EXERCISE OBJECTIVE ::
Reproduce part of the account about waiting to move into a new home, beginning at the words "My future landlord said" and stopping after "quickly as possible.".
QUOTED PASSAGE: Begin
A year and a half ago I found myself in an awkward in-between-place in my life. After separating from my former partner, I moved into what turned out to be a very challenging rental situation. In addition to my heart-ache and difficult living situation, I caught a terrible cold that kept me house-bound for several weeks. As soon as I was physically strong enough to leave the house again, I began searching for my new home.

I was very relieved when I finally found a new place to call my home. However, my current rental situation was so bad that I was desperate to find a way to bridge the time between the day I found my home-to-be and my moving day. Luckily a friend offered me to house- and cat-sit for her while she and her family were away on vacation.

Grateful for this retreat from my unfortunate rental situation, I was silently hoping to move into my new home right after my house-sitting arrangement ended, on the 21st of the month. The current tenant of my future home had plans to leave Victoria on the 20th and, therefore my hope was not entirely unrealistic.

My future landlord said that he would call me as soon as he had done the moving out inspections with the current tenant. For a few days I waited for the phone to ring until I succumbed to the urge to call my future landlord to get the latest news. Noticing my sense of urgency, he offered to do the moving-in-inspection right after the moving-out- inspection with the current tenant was done. It would save him a trip into town and would help me move sooner.

This was music to my ears. I agreed to meet on Saturday afternoon for the inspection and jumped into action. I went to my old home and continued packing boxes and called the moving company to arrange my move for Monday afternoon. I even arranged for a technician to come by later on Monday to hook up the Internet and phone in my new abode. I was eager to get myself moved as quickly as possible.

When I arrived at my home-to-be on Saturday afternoon, my future landlord greeted me with the words: “Don’t even bother locking your bike! The suite is not ready.” The suite was neither empty nor clean. The current tenant had simply underestimated the time needed to pack her stuff and clean the place. The landlord apologized “I should have known better. I shouldn’t have asked you to come until I had completed the inspection with the current tenant.”

I was very disappointed. Many thoughts were racing through my mind. Where was I going to go after my house-sitting ended on Tuesday? When was I going to be able to move into my new home? What if I had to pay a cancellation fee the moving company? I didn’t have any answers to these questions. All I knew was that I would be able to move into my new home by March 1st at the latest. I said good-bye to the landlord, who affirmed that he would call me as soon as he could do the inspection.

As I cycled away, I felt heavy and defeated. It started drizzling. The soft drizzle soon turned into a heavy downpour. While I was riding my bike, exposed to the elements, feeling defeated, wet and miserable, I suddenly began to laugh at myself and heard myself saying: “Thank you! Thank you for this lesson on how to be more patient!”

I completely and utterly understood with every fiber of my soaked body that my attempts to speed up the moving process were motivated by fear. I was scared not to have a home for sometime, even for a few days. How very understandable! As soon as I admitted this fear as the motive of my impatient actions, I was able to access another part of me. Deep down I knew that everything would work out just fine.

On that miserable afternoon as I was riding my bike through the pouring rain, I learned how to be more patient. I learned to inquire into my fears. When I notice a feeling of impatience, urgency, restlessness or anxiety that seems to push me into action, I now consider it an invitation to get curious. What am I most afraid of right now? As I name my fear(s), a deeper wisdom rises to the surface. Fears exposed to the light of the day, loose their power.
QUOTED PASSAGE: End
RECORDED DATA: Begin
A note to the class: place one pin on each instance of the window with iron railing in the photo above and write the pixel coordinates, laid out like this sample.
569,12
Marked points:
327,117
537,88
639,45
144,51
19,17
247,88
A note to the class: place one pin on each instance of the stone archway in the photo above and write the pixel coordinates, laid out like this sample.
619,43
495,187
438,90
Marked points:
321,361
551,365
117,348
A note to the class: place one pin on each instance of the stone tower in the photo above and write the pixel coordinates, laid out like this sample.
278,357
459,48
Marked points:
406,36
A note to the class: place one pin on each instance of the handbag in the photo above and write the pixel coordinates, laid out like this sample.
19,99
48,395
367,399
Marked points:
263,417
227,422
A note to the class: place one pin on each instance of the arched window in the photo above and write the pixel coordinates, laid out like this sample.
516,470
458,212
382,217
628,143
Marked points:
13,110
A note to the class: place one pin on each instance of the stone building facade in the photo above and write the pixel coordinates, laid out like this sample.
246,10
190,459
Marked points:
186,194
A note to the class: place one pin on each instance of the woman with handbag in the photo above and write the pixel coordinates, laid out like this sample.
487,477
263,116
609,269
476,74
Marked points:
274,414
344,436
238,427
RECORDED DATA: End
ANSWER FOR THE TASK ::
My future landlord said that he would call me as soon as he had done the moving out inspections with the current tenant. For a few days I waited for the phone to ring until I succumbed to the urge to call my future landlord to get the latest news. Noticing my sense of urgency, he offered to do the moving-in-inspection right after the moving-out- inspection with the current tenant was done. It would save him a trip into town and would help me move sooner.

This was music to my ears. I agreed to meet on Saturday afternoon for the inspection and jumped into action. I went to my old home and continued packing boxes and called the moving company to arrange my move for Monday afternoon. I even arranged for a technician to come by later on Monday to hook up the Internet and phone in my new abode. I was eager to get myself moved as quickly as possible.